EXERCISE INSTRUCTIONS:
Can you give everything from the line containing "Target: eyeglasses" down to the line containing "x=264 y=146" again, replacing "white" with "pale" and leaving the rest unchanged?

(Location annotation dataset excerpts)
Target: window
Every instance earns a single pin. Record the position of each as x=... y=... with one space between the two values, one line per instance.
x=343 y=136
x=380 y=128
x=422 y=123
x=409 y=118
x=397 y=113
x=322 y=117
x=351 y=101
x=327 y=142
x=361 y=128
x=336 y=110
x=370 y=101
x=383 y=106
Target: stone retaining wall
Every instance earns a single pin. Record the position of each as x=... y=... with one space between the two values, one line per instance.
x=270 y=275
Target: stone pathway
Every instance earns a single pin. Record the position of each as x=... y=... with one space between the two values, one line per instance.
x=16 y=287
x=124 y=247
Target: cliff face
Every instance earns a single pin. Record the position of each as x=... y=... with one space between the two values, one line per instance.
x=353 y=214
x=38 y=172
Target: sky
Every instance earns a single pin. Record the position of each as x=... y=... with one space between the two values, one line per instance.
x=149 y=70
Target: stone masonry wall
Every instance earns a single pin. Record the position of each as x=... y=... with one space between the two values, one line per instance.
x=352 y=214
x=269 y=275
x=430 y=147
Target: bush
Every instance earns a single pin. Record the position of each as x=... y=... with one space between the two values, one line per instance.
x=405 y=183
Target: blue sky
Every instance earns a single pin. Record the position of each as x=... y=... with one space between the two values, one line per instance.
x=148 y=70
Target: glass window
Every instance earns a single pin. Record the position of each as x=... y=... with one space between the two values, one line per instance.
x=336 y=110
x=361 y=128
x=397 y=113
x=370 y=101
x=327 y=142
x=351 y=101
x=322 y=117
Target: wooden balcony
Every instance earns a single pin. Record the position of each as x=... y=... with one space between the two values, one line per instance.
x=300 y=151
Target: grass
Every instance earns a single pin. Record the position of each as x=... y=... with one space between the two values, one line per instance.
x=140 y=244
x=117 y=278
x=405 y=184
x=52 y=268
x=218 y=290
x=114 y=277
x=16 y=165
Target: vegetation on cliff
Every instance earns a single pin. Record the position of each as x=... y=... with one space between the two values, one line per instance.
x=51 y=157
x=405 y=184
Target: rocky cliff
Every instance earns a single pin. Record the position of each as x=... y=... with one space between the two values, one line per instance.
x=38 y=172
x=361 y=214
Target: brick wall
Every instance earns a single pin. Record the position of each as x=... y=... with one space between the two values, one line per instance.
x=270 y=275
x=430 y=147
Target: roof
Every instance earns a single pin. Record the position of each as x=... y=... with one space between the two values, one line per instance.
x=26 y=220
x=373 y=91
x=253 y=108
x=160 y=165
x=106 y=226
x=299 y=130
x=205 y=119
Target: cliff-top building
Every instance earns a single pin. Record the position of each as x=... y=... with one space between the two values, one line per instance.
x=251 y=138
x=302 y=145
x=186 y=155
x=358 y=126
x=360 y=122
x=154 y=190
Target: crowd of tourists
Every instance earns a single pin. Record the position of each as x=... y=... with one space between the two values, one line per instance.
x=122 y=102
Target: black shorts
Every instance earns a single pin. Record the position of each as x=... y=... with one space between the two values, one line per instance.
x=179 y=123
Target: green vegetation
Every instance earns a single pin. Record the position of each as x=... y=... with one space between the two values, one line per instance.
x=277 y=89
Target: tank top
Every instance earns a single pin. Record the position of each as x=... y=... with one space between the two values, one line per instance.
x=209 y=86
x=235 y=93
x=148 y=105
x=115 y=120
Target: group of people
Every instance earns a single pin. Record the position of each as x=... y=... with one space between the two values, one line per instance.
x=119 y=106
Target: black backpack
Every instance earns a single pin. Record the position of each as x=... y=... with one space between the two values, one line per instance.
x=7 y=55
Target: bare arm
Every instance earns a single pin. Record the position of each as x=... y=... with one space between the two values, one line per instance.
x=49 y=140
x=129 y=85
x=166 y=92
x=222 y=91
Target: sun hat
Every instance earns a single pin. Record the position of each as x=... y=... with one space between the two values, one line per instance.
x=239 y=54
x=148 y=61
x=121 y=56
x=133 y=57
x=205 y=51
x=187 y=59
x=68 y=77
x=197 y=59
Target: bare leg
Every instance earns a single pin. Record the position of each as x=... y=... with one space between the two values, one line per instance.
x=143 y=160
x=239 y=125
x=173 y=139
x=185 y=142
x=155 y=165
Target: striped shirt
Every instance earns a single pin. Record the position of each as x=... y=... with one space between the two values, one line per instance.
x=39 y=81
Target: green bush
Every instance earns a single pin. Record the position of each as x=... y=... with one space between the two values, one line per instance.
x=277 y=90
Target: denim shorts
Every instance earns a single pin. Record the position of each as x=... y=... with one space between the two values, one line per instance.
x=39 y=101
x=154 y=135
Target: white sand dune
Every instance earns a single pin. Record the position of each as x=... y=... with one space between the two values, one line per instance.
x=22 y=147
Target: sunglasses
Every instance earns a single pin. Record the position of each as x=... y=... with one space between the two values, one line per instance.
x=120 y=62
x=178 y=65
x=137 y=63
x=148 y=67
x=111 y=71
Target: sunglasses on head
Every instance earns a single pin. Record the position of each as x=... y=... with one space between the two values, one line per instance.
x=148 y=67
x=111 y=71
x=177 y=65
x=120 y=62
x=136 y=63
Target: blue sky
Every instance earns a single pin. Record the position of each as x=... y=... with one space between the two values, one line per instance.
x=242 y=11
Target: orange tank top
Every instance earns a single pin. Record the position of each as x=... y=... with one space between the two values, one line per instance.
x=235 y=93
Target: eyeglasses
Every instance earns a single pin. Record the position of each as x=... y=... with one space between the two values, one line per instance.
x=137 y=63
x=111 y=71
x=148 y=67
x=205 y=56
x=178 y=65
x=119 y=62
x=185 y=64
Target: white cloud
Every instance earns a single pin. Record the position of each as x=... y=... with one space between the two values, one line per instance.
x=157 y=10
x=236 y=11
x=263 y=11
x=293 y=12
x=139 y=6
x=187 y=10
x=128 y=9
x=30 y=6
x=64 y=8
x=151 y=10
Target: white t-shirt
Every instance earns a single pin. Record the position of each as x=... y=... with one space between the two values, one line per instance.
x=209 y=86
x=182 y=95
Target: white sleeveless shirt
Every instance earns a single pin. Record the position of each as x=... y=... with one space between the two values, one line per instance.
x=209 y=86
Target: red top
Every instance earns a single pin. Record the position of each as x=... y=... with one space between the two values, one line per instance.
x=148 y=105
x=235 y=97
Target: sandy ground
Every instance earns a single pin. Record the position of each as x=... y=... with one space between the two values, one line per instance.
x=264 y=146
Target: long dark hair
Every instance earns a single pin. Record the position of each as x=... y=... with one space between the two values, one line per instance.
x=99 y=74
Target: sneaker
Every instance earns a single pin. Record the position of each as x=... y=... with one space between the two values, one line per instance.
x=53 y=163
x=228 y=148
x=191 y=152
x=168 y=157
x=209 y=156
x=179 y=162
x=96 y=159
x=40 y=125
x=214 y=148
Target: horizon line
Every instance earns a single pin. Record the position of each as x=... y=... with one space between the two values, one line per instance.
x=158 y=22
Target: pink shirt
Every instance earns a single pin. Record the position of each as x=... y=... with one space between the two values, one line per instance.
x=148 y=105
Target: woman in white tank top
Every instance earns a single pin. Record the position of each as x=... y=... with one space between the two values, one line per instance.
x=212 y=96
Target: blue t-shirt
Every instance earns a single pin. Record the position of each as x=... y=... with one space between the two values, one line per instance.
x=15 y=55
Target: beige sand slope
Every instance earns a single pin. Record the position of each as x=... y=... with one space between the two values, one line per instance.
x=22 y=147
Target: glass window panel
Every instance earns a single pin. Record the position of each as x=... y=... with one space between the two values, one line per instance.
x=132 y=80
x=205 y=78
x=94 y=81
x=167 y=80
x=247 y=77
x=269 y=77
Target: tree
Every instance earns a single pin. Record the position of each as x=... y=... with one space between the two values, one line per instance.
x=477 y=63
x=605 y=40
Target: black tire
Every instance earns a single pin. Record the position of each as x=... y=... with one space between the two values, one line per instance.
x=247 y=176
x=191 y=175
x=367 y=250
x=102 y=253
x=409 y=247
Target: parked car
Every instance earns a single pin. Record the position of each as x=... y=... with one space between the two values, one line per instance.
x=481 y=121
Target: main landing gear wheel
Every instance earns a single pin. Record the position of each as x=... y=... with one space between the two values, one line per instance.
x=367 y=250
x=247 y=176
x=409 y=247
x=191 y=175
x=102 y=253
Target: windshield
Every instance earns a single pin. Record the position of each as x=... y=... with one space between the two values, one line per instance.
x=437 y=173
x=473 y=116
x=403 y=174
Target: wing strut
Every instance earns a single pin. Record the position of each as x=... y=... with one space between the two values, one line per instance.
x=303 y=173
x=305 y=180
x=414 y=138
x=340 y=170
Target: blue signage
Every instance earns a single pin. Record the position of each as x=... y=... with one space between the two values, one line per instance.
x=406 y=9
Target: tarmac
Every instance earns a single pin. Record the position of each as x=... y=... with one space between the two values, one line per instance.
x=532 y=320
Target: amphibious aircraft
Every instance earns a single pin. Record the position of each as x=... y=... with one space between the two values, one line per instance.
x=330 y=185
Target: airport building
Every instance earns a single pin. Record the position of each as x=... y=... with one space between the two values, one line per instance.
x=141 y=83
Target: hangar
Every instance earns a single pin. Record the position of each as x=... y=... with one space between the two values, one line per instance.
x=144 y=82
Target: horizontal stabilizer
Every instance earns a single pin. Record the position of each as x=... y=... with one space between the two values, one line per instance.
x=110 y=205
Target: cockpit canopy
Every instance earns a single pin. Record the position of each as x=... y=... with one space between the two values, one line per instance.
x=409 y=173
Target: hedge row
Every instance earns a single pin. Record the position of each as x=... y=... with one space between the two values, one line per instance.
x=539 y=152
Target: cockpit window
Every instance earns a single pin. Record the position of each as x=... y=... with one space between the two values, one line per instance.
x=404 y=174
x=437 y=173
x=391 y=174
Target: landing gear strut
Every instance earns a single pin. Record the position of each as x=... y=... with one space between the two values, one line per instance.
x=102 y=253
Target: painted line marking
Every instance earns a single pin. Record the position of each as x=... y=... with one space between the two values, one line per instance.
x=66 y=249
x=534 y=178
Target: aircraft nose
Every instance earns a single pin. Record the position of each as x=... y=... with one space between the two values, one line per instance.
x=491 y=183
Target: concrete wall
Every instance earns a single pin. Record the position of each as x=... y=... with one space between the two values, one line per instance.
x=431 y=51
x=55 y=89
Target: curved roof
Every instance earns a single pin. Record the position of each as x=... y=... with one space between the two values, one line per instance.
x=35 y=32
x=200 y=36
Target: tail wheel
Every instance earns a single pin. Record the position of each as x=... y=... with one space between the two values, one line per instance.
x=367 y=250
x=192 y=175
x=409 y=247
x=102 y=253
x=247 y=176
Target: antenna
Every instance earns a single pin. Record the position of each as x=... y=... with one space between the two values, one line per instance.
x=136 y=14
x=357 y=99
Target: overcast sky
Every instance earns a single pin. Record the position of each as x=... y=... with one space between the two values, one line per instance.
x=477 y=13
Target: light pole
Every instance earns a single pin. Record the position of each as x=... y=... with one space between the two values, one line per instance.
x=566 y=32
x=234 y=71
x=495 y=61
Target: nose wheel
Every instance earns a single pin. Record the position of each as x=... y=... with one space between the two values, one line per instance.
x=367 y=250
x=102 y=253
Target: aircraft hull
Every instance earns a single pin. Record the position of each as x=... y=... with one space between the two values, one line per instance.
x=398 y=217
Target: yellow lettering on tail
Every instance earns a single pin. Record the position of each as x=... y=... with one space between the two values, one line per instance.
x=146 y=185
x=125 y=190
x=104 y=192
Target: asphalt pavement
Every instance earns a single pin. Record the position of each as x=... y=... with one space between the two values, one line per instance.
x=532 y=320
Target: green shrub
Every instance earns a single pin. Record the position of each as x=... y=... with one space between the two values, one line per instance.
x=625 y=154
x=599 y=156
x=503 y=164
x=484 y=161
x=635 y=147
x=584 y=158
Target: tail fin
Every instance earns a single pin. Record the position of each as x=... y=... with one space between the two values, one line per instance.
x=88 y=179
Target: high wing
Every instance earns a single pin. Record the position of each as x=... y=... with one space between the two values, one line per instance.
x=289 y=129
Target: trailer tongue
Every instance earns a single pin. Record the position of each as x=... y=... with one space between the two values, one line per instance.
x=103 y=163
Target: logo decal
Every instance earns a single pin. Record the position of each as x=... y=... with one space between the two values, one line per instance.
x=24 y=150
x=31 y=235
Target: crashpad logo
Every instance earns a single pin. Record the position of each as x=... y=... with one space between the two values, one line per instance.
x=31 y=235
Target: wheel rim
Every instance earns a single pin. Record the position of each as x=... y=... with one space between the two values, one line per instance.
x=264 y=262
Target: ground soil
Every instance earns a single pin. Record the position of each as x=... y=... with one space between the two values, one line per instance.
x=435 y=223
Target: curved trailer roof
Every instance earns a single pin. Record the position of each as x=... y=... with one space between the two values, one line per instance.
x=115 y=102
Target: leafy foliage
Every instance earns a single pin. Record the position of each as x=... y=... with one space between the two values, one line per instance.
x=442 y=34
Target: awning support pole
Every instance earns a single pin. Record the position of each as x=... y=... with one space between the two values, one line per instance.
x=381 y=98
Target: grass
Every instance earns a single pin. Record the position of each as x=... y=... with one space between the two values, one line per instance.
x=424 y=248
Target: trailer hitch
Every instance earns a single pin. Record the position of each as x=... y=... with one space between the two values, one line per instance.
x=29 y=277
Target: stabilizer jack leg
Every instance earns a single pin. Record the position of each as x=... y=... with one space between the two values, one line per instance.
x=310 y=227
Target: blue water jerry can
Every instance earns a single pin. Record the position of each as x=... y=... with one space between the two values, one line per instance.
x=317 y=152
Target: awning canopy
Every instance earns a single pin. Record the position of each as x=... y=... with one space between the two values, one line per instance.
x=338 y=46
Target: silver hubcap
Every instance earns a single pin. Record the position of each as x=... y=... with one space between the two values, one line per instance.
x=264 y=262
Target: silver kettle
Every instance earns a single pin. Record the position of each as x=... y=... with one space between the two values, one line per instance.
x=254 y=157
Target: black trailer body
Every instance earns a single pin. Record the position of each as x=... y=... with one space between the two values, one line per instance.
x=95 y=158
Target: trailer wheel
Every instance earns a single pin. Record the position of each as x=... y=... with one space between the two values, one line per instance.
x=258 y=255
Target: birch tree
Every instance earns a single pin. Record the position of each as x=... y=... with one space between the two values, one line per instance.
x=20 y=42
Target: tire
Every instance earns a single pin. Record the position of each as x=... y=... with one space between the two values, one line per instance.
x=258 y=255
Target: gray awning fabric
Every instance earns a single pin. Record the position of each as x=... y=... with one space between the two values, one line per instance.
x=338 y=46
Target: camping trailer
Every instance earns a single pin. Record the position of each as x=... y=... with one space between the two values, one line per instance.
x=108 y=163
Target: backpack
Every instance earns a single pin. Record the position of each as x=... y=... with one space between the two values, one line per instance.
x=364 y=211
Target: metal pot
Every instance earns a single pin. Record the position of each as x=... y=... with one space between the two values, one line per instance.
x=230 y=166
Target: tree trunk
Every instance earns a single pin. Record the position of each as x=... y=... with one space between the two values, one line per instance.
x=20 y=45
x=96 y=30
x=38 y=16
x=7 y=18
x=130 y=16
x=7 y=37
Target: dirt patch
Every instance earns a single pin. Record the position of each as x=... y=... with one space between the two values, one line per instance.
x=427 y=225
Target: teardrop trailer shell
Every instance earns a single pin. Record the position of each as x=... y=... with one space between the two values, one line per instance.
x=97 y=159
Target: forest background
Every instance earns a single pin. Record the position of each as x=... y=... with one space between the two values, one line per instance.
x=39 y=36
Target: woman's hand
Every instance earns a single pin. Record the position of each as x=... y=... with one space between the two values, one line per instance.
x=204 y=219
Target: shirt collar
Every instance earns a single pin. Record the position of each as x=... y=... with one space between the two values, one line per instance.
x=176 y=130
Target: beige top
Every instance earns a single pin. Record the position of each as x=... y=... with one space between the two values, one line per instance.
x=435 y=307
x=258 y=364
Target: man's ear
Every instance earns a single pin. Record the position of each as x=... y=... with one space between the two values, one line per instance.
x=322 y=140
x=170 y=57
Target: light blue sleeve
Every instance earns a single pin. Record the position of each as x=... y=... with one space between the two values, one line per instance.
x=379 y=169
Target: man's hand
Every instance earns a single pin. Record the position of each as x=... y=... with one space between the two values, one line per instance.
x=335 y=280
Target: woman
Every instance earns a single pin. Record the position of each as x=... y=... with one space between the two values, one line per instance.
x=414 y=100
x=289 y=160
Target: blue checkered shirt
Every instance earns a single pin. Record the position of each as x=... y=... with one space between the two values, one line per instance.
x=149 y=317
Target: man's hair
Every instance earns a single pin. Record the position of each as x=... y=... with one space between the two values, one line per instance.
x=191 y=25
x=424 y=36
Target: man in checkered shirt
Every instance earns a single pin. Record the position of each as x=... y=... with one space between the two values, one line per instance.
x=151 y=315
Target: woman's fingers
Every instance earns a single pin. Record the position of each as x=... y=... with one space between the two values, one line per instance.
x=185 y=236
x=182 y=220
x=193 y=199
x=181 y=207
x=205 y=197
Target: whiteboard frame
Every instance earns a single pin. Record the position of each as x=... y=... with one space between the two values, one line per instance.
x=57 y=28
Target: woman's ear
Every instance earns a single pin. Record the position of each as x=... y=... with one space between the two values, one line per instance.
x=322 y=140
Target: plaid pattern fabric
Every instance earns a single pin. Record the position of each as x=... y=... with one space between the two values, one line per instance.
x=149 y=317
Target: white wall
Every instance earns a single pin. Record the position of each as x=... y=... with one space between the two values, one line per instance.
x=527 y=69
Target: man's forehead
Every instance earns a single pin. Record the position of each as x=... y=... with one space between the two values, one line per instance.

PROBLEM SOLUTION:
Target: eyeglasses
Every instance earns a single pin. Record the position of each as x=... y=... with one space between the two values, one line per instance.
x=137 y=63
x=111 y=71
x=148 y=67
x=205 y=56
x=178 y=65
x=119 y=62
x=185 y=64
Target: pale cloud
Every instance earns a single pin. Record the position of each as x=... y=... with one space between the two values, one line per instance.
x=157 y=10
x=236 y=11
x=263 y=11
x=293 y=12
x=139 y=6
x=187 y=10
x=128 y=9
x=30 y=6
x=64 y=8
x=151 y=10
Target: pale t-shirt
Every instance earns a single pin. Record the position of each as x=... y=... with one space between the two values, one line per instance.
x=209 y=86
x=182 y=95
Target: pale sleeveless shirt
Every instance earns a single pin. Record the position of each as x=... y=... with one space between the two values, one line per instance.
x=209 y=86
Target: red top
Every instance earns a single pin. Record the position of each as x=... y=... with one space between the two values, one line per instance.
x=148 y=105
x=235 y=97
Target: sandy ground
Every instance earns a single pin. Record the position of each as x=... y=... with one space between the two values, one line per instance.
x=264 y=146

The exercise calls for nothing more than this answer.